*Required work*: Print the lines of the entries below verbatim, starting with the line that contains "Target: microphone" and continuing through the final line of the entries.

*Material supplied*:
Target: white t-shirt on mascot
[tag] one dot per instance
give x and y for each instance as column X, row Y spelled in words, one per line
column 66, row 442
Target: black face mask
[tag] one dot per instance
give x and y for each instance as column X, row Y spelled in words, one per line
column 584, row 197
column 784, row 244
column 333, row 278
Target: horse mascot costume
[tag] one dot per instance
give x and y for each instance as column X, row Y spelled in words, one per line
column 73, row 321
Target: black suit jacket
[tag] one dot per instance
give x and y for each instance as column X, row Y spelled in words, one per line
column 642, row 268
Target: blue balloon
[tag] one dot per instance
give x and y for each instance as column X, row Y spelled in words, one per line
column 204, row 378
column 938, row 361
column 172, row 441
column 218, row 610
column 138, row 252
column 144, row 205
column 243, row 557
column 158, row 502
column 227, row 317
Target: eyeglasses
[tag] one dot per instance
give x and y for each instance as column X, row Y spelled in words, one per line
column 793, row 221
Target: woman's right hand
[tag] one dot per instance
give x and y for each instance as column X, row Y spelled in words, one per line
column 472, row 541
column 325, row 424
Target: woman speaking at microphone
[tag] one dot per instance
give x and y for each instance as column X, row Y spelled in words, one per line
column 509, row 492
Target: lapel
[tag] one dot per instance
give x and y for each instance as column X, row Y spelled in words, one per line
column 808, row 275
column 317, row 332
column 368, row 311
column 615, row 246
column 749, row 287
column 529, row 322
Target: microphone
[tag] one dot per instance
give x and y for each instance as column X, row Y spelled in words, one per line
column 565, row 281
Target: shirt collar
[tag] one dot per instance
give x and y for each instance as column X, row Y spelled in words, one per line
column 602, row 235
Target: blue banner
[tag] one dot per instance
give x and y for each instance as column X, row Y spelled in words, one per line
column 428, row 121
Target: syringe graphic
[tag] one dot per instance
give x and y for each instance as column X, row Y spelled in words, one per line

*Correct answer*:
Target: microphone
[tag] one dot per instance
give x and y for each instance as column X, row Y spelled in words, one per line
column 565, row 281
Target: shirt collar
[tag] one dot per instance
give x and y for each instance as column X, row Y spelled in words, one per line
column 602, row 235
Target: blue banner
[tag] one dot per instance
give x and y for each instance as column X, row Y spelled in words, one per line
column 428, row 121
Target: syringe graphic
[tag] one dot per instance
give x and y for each instance as column X, row Y spelled in words, one per line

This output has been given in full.